» Requirement: Copy the part of the rows that opens with the line containing "Kindly outline every instance of the baitcasting" and closes with the line containing "126], [167, 130]]", swapping "baitcasting reel" for "spinning reel" and leaving everything else unchanged.
-- Start Extracted data --
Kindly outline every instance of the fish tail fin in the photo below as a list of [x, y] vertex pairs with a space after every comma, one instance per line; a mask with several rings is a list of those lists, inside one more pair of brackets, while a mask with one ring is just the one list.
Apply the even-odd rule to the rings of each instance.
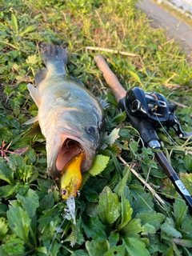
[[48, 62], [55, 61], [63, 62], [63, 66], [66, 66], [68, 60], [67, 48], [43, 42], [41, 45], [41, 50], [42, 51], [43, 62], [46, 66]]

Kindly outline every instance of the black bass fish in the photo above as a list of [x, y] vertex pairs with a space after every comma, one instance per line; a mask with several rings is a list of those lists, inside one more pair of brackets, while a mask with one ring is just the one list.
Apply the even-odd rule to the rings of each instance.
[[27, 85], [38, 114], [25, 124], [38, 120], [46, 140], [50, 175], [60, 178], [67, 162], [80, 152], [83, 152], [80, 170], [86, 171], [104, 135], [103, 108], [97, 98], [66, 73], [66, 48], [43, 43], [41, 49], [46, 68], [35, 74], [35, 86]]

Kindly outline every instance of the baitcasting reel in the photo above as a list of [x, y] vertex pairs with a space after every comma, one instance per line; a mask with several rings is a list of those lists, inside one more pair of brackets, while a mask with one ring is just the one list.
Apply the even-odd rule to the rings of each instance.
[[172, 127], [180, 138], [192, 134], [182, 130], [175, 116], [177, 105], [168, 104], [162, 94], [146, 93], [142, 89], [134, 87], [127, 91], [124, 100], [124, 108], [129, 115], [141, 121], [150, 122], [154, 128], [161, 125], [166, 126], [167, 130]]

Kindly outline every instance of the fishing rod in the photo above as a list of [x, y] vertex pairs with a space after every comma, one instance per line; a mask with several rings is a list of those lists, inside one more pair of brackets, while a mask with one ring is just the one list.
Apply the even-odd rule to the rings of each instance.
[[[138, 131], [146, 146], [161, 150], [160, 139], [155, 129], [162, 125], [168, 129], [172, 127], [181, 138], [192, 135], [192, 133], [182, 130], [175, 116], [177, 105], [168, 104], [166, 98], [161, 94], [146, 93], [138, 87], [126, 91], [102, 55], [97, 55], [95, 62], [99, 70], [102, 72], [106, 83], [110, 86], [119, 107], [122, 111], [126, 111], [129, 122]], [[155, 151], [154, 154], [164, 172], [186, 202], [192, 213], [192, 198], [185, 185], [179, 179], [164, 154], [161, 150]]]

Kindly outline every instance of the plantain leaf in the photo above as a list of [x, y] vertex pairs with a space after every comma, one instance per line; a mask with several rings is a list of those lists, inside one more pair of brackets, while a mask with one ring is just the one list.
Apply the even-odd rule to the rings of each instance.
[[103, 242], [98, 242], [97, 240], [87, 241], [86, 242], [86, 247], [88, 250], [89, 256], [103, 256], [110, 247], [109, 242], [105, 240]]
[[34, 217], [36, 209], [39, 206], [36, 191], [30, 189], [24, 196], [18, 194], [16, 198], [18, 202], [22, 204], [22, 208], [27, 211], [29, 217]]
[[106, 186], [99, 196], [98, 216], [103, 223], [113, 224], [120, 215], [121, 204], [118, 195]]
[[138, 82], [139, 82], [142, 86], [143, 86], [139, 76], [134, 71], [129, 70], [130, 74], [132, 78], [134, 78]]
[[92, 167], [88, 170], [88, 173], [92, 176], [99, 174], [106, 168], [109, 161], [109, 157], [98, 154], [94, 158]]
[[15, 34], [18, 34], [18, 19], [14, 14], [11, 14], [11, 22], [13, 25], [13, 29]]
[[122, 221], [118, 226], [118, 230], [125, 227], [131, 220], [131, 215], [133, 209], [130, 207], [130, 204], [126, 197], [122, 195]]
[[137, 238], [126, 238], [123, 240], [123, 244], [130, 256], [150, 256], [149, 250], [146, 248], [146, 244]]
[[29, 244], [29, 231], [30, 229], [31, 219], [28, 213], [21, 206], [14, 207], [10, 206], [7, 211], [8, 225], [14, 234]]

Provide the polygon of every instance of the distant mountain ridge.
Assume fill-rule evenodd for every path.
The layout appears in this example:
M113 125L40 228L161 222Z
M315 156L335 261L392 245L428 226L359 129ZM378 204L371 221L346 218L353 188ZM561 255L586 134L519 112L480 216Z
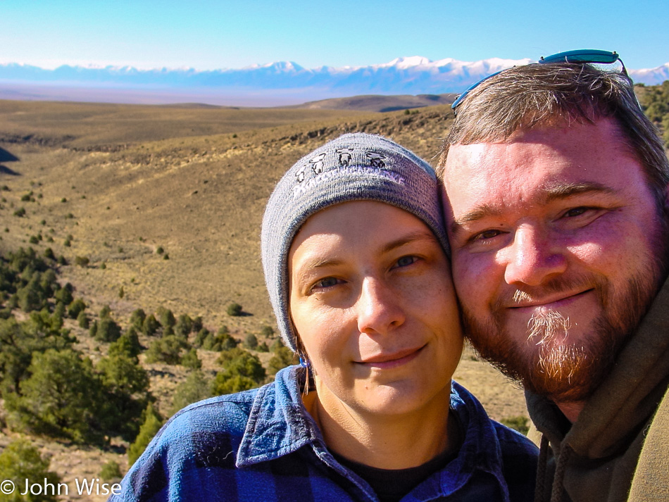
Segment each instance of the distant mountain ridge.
-- End Extracted data --
-- Start Extracted data --
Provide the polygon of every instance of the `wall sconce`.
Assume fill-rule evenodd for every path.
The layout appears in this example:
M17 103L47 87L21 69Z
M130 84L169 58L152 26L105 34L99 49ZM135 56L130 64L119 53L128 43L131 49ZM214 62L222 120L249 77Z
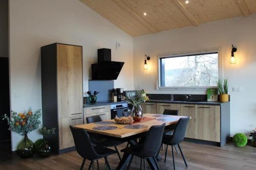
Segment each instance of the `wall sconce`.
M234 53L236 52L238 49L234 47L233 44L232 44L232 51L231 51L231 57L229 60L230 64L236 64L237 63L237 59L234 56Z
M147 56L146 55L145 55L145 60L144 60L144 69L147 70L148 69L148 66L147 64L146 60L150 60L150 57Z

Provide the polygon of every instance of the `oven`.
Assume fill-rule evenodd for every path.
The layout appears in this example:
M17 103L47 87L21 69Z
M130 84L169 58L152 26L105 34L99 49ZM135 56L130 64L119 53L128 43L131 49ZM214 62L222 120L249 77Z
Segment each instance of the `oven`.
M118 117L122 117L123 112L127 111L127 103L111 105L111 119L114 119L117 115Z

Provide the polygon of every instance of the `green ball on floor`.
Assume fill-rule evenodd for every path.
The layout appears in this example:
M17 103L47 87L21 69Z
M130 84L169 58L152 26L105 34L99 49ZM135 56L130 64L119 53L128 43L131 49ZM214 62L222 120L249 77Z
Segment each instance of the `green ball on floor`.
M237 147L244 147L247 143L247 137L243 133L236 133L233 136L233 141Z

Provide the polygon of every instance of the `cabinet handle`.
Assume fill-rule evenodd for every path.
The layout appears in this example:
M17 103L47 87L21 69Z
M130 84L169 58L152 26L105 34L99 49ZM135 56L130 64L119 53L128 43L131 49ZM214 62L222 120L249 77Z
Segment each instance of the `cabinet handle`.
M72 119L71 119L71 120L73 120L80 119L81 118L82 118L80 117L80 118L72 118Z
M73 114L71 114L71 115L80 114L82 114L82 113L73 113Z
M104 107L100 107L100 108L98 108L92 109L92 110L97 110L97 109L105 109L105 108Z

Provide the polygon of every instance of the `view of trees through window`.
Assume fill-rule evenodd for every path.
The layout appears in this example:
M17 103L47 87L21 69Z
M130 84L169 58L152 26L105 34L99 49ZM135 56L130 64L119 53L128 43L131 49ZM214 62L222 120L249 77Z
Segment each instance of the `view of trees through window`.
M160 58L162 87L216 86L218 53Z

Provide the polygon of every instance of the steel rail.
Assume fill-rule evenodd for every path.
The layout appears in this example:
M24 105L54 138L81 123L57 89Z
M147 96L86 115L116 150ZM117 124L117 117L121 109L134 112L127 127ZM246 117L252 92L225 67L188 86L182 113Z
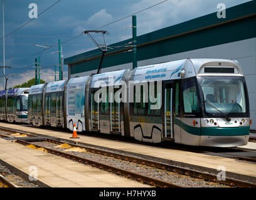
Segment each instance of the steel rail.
-- End Extracted data --
» Solution to the exercise:
Kindly outline every instance of the spinning reel in the photo above as a list of [x, y] vertex pairs with a space after every comma, one instance per line; a mask with several rings is a list of those lists, inside one more pair of brackets, while a mask with one ring is just the one list.
Apply the even-odd rule to the rings of each instance.
[[172, 127], [180, 138], [192, 134], [182, 130], [175, 116], [177, 105], [168, 104], [162, 94], [146, 93], [142, 89], [134, 87], [127, 91], [124, 100], [124, 108], [129, 115], [141, 121], [150, 122], [154, 128], [161, 125], [166, 126], [167, 130]]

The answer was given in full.